**Your objective**
Repeat each record word for word. Leave nothing out.

___ Dataset excerpts

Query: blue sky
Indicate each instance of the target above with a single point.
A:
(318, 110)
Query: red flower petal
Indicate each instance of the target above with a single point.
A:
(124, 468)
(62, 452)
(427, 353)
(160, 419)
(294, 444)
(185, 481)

______

**Answer box**
Query: blue sky
Indicate each instance of the target above with a single point.
A:
(318, 110)
Query: red flower petal
Indicate each instance of the target above with a single point.
A:
(124, 468)
(62, 452)
(427, 353)
(160, 419)
(294, 444)
(185, 481)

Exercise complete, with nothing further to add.